» **Aim**: Update the records below by changing every "photo" to "image" and keeping everything else the same, with the pictures left out of your answer.

(Rows from a pointing dataset)
================
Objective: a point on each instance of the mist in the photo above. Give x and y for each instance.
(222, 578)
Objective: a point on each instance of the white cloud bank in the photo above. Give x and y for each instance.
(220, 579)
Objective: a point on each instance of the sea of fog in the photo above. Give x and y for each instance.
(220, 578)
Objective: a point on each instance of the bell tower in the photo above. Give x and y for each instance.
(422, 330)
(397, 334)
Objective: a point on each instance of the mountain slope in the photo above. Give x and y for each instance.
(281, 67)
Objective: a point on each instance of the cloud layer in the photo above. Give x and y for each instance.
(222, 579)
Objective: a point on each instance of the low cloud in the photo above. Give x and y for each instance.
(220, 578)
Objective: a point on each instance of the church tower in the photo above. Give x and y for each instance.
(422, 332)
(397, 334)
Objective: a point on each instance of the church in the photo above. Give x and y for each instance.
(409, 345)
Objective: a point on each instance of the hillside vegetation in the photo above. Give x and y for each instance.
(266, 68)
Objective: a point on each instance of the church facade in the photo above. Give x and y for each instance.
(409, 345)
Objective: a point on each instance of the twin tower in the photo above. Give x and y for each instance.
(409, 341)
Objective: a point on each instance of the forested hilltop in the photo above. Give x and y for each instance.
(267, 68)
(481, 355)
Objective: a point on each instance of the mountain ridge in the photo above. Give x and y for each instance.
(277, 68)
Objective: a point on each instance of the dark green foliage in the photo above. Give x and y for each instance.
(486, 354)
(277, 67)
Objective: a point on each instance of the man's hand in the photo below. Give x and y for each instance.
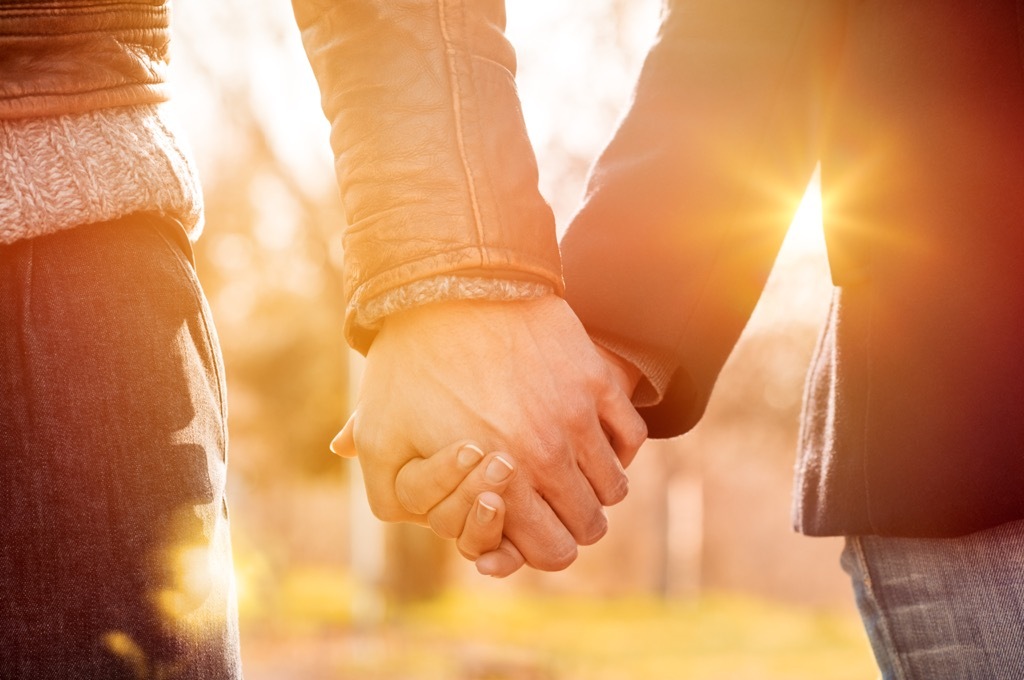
(521, 377)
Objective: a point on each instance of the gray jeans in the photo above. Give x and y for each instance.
(943, 608)
(115, 555)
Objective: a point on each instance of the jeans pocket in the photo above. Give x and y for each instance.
(174, 236)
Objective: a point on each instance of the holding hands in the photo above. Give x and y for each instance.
(518, 377)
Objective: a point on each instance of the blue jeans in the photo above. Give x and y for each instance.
(942, 608)
(115, 556)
================
» **Solution for this task**:
Objective: a point on each instance of the mist in the image above. Give x and y for each instance.
(222, 578)
Objective: a point on each instance of the white cloud bank in the image above. Give x and y for each instance.
(220, 579)
Objective: a point on each instance of the sea of fog in the image above. Give x and y for each instance.
(220, 578)
Objective: a point on each instance of the bell tower in the image above. Give x and y for each instance.
(422, 330)
(397, 334)
Objective: a point on each instance of the mountain slope in the image above. Give x and y for each instance.
(281, 67)
Objective: a point on each instance of the cloud layer in the image above. Give x and y for each instance.
(222, 579)
Objective: a point on each instance of the low cloud in the image above. Give x and y for each instance.
(220, 578)
Objective: a point on each instance of the church tower in the image above. Give x and y for each instance.
(422, 332)
(397, 334)
Objective: a point on each instance of the church in the image above. Give x and y for each instance.
(409, 345)
Objective: a point on each instance of the hillside vegetation in the image above. Give x and y for each instance.
(266, 68)
Objective: a point on each instance of the church facade in the image above. Give x and y for each instance.
(409, 345)
Objective: a point on each instance of the twin tower in the image above. Give x and y for each instance.
(409, 341)
Objective: a point on each instance of the forested hilltop in the image above. Give x and y for each instance.
(267, 68)
(481, 355)
Objective: a point on each instance of the mountain ridge in the image above. Give x and y for each instance.
(277, 68)
Objective: a point on each instance of the dark green foliage in the image above. Give x and y for each instance.
(486, 354)
(277, 67)
Objective: a point on each instance of the man's hand in the image below. Give x and y for each instance.
(521, 377)
Objective: a point on each instance of the gray jeans in the image above. Give x and y for each instance.
(943, 608)
(115, 555)
Objective: a point on each instance of the jeans pocket in the image above. Give x and y for each instance.
(174, 236)
Objective: a point on each instance of the holding hands in the image above. Give x and y for each instance.
(518, 377)
Objective: a point on each instance of the blue jeans in the image above. Give x and y for each instance.
(942, 608)
(115, 556)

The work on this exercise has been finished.